This webpage lists judgments recently released by the Court of Appeal and provides links to copies of those judgments.

Some of the Court's judgments may be subject to publication bans. The Court of Appeal will not publish reasons for judgment on its website without ensuring that information that is subject to a publication ban has been removed or redacted from the judgment (e.g. through the use of initials). For information about Publication Bans and their effect, please click here.

______

» **Problem set**
#1 On the Court of Appeal judgments page, what will the Court not do until banned information has been removed or redacted?
#2 Copy every line of the listing word for word, but leave out the picture.
The listing is separate from the Court of Appeal judgments page above and has nothing to do with it.

______

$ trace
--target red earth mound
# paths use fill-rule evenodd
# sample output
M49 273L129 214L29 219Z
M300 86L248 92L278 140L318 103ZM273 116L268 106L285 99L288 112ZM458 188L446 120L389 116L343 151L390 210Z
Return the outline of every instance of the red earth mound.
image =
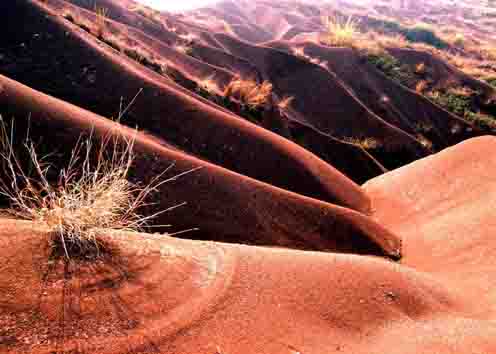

______

» **Exercise answers**
#1 It will not publish reasons for judgment on its website.

#2
$ trace
--target red earth mound
# paths use fill-rule evenodd
# sample output
M49 273L129 214L29 219Z
M300 86L248 92L278 140L318 103ZM273 116L268 106L285 99L288 112ZM458 188L446 120L389 116L343 151L390 210Z
Return the outline of every instance of the red earth mound.
image =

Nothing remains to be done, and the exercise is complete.